(Beginning of Material provided)

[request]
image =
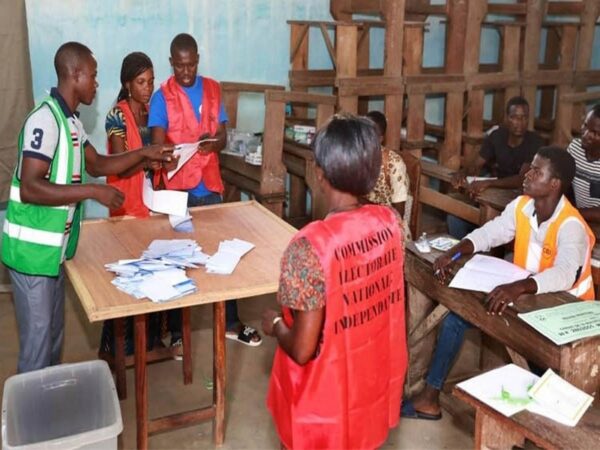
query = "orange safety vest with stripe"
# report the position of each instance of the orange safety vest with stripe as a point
(584, 286)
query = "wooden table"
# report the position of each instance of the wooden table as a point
(577, 362)
(104, 241)
(494, 430)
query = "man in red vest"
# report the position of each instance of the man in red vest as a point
(188, 108)
(552, 241)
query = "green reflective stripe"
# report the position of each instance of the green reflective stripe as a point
(33, 235)
(44, 218)
(15, 196)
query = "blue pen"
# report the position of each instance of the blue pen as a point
(454, 258)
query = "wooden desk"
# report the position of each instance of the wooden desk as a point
(104, 241)
(494, 430)
(577, 362)
(486, 206)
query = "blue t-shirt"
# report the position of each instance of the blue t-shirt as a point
(157, 117)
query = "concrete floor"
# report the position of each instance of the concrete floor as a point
(249, 425)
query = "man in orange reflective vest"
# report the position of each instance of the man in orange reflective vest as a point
(552, 241)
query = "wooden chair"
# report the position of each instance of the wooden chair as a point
(413, 170)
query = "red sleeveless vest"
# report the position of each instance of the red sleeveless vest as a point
(349, 395)
(184, 127)
(132, 186)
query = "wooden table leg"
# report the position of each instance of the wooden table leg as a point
(187, 344)
(141, 382)
(219, 371)
(119, 349)
(491, 434)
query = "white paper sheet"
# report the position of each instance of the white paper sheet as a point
(165, 202)
(483, 273)
(185, 152)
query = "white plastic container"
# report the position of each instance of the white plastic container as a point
(71, 406)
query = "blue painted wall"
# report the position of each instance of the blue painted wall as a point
(240, 40)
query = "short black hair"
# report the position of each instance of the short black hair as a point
(516, 101)
(347, 149)
(595, 110)
(68, 57)
(562, 164)
(184, 42)
(133, 65)
(380, 121)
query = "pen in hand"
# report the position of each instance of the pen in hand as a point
(454, 258)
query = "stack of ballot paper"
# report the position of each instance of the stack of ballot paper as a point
(511, 389)
(227, 257)
(483, 273)
(159, 274)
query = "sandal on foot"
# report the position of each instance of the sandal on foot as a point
(247, 335)
(408, 411)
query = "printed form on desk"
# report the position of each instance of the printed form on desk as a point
(483, 273)
(511, 389)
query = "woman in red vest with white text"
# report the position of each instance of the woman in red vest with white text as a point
(127, 129)
(339, 367)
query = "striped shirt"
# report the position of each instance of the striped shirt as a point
(585, 172)
(40, 138)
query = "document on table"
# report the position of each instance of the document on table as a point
(185, 153)
(504, 389)
(483, 273)
(558, 399)
(511, 389)
(165, 201)
(566, 323)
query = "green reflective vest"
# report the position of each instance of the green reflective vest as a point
(33, 235)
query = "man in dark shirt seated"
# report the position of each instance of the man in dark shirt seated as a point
(505, 154)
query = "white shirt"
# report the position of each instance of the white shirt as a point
(571, 252)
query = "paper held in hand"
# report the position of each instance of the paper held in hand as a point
(185, 152)
(165, 202)
(483, 273)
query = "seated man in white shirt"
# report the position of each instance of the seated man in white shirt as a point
(586, 152)
(552, 241)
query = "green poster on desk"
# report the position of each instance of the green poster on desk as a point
(566, 323)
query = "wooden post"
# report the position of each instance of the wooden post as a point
(346, 43)
(564, 111)
(393, 12)
(299, 34)
(476, 12)
(531, 51)
(363, 56)
(413, 58)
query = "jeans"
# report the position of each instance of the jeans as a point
(457, 227)
(40, 310)
(174, 319)
(448, 345)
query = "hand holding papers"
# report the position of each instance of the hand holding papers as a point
(166, 202)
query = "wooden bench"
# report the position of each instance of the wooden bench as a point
(494, 430)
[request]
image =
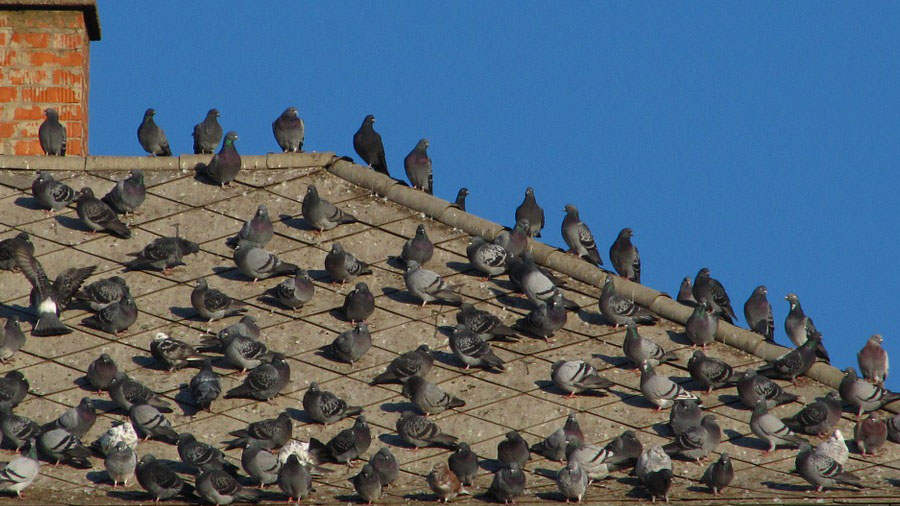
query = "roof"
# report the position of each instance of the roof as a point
(521, 398)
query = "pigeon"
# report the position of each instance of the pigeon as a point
(294, 479)
(870, 434)
(128, 194)
(367, 144)
(347, 446)
(101, 372)
(418, 168)
(11, 339)
(758, 313)
(50, 193)
(710, 372)
(18, 474)
(324, 407)
(530, 210)
(120, 463)
(212, 304)
(264, 381)
(753, 387)
(817, 418)
(205, 386)
(508, 483)
(415, 363)
(620, 310)
(343, 266)
(822, 471)
(429, 286)
(863, 395)
(660, 390)
(873, 360)
(207, 133)
(428, 397)
(464, 464)
(52, 134)
(702, 325)
(444, 482)
(257, 263)
(321, 214)
(289, 131)
(418, 431)
(163, 253)
(512, 450)
(624, 256)
(351, 345)
(271, 433)
(579, 237)
(698, 441)
(359, 304)
(257, 231)
(293, 293)
(577, 376)
(473, 351)
(226, 164)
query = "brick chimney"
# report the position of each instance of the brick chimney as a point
(45, 62)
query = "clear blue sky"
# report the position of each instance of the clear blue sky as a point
(759, 141)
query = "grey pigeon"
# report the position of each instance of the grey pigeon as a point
(101, 372)
(163, 253)
(351, 345)
(257, 263)
(151, 137)
(271, 433)
(343, 266)
(264, 382)
(770, 429)
(50, 193)
(418, 168)
(822, 471)
(508, 483)
(419, 431)
(321, 214)
(359, 303)
(758, 313)
(577, 376)
(367, 484)
(624, 256)
(660, 390)
(205, 386)
(530, 210)
(128, 194)
(417, 362)
(367, 144)
(873, 360)
(120, 464)
(207, 133)
(257, 231)
(428, 397)
(472, 350)
(294, 292)
(429, 286)
(639, 349)
(325, 407)
(709, 288)
(289, 131)
(863, 395)
(621, 310)
(710, 372)
(212, 304)
(52, 134)
(579, 237)
(226, 164)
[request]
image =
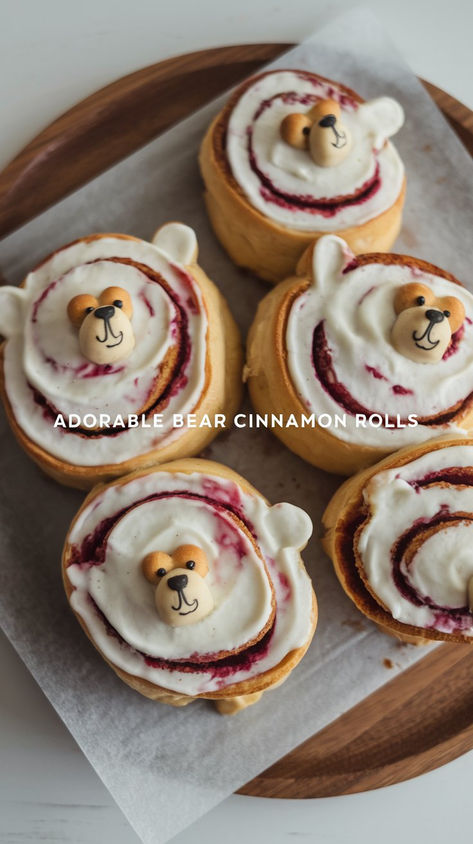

(End of Material provided)

• The problem:
The answer should be an exact copy of the material, with its pictures removed.

• Output for this task:
[request]
image =
query = "orange safety vest with stripe"
# report the position of each instance of the orange safety vest with stripe as a point
(584, 286)
query = "wooden table"
# report the position of each instance of the wooden table as a point
(577, 362)
(104, 241)
(494, 430)
query = "man in red vest"
# report the position of each instance of the man in red vest as a point
(188, 108)
(552, 241)
query = "green reflective stripe"
# report the position of each instance of the green reflective stripe as a point
(33, 235)
(44, 218)
(15, 196)
query = "blue pen"
# report the position of each instance of the blue pen as a point
(454, 258)
query = "wooden desk"
# report the position of each instance of the wooden desk as a point
(104, 241)
(494, 430)
(577, 362)
(486, 206)
query = "blue t-shirt"
# report the position of each instance of the blue t-shirt as a point
(157, 117)
query = "concrete floor"
# report the position of each instance of the concrete floor as a point
(249, 425)
query = "man in orange reflective vest"
# report the position of each instance of the man in orange reflective vest as a point
(552, 241)
query = "wooden chair"
# report the position of each instance of the wooden chair as a point
(413, 170)
query = "red sleeveless vest"
# report the position of each instance of the red sleeveless vest as a point
(349, 395)
(184, 127)
(132, 186)
query = "wooden table leg"
# report the position of each instance of the wooden table leg as a point
(187, 344)
(141, 382)
(219, 371)
(119, 349)
(491, 434)
query = "white paper sheet"
# report the position of each instance of the white paper sheet as a point
(165, 202)
(483, 273)
(185, 152)
query = "white plastic container"
# report the position of each instance of the white plastic container as a point
(71, 406)
query = "blue painted wall"
# report the position of each instance of the blue painted wall as a point
(240, 40)
query = "short black hair"
# report the position of each instance of the short black hair as a point
(516, 101)
(347, 149)
(595, 110)
(68, 57)
(562, 164)
(184, 42)
(133, 65)
(380, 121)
query = "pen in hand"
# report the position of each instance of the pen in hand as a point
(454, 258)
query = "stack of ballot paper"
# report the position of each instance of the stack of ballot paper as a point
(511, 389)
(227, 257)
(483, 273)
(159, 274)
query = "sandal on foot"
# report the position of each instance of the sandal on foot as a point
(247, 335)
(408, 411)
query = "printed form on desk"
# report the position of each instance of the printed form on desk as a point
(483, 273)
(511, 389)
query = "woman in red vest with white text"
# report the position of each instance of the woman in red vest with white text as a point
(127, 129)
(339, 367)
query = "striped shirt"
# report the position of each instance of the striped shirt as a point
(585, 172)
(40, 138)
query = "document on table"
# report the position of each instance of the document on table as a point
(185, 153)
(504, 389)
(483, 273)
(558, 399)
(511, 389)
(165, 201)
(566, 323)
query = "green reflective vest"
# report the position of each instance of the green reflective vest as a point
(33, 235)
query = "man in dark shirt seated"
# report the position of each instance of the man in dark shirt seated as a point
(505, 154)
query = "white shirt"
# report the position of each instance of the white shirt as a point
(571, 252)
query = "paper held in hand"
# report the position of each instance of the paper held in hand as a point
(185, 152)
(165, 202)
(483, 273)
query = "seated man in white shirt"
# report the position of each instance of the seated man in white shirt as a point
(586, 152)
(552, 241)
query = "green poster on desk"
# report the position of each instance of the green poster on desk as a point
(566, 323)
query = "wooden post"
# report the position of each instance of the wooden post as a point
(346, 43)
(564, 111)
(393, 12)
(299, 34)
(476, 12)
(531, 51)
(363, 56)
(413, 58)
query = "jeans"
# report the position of each instance of the jeans as a point
(457, 227)
(40, 310)
(174, 319)
(448, 345)
query = "hand holding papers"
# report the position of each instance of the hand holding papers as a point
(166, 202)
query = "wooden bench"
# report the position of each instance of the wooden bench as a point
(494, 430)
[request]
image =
query = "roof"
# report the position of each instance of the roof as a point
(521, 398)
query = "pigeon"
# report the position of each instance of the pigeon as a point
(294, 479)
(870, 434)
(128, 194)
(367, 144)
(347, 446)
(101, 372)
(418, 168)
(11, 339)
(758, 313)
(50, 193)
(710, 372)
(18, 474)
(324, 407)
(530, 210)
(120, 463)
(212, 304)
(264, 381)
(753, 387)
(817, 418)
(205, 386)
(508, 483)
(415, 363)
(620, 310)
(343, 266)
(822, 471)
(429, 286)
(863, 395)
(660, 390)
(873, 360)
(207, 133)
(428, 397)
(464, 464)
(52, 134)
(702, 325)
(444, 482)
(257, 263)
(321, 214)
(289, 131)
(418, 431)
(163, 253)
(512, 450)
(624, 256)
(351, 345)
(271, 433)
(579, 237)
(698, 441)
(359, 304)
(257, 231)
(293, 293)
(577, 376)
(473, 351)
(226, 164)
query = "brick chimney"
# report the position of each instance of the brick chimney as a point
(45, 62)
query = "clear blue sky"
# report the position of each instance of the clear blue sky as a point
(759, 141)
query = "grey pigeon"
# report the position of each instance of the grey pigeon as a point
(101, 372)
(163, 253)
(351, 345)
(257, 263)
(151, 137)
(271, 433)
(343, 266)
(264, 382)
(770, 429)
(50, 193)
(418, 168)
(822, 471)
(508, 483)
(419, 431)
(321, 214)
(359, 303)
(758, 313)
(577, 376)
(367, 484)
(624, 256)
(660, 390)
(205, 386)
(530, 210)
(128, 194)
(417, 362)
(367, 144)
(873, 360)
(120, 464)
(207, 133)
(257, 231)
(428, 397)
(472, 350)
(294, 292)
(429, 286)
(639, 349)
(325, 407)
(709, 288)
(289, 131)
(863, 395)
(621, 310)
(710, 372)
(212, 304)
(52, 134)
(579, 237)
(226, 164)
[request]
image =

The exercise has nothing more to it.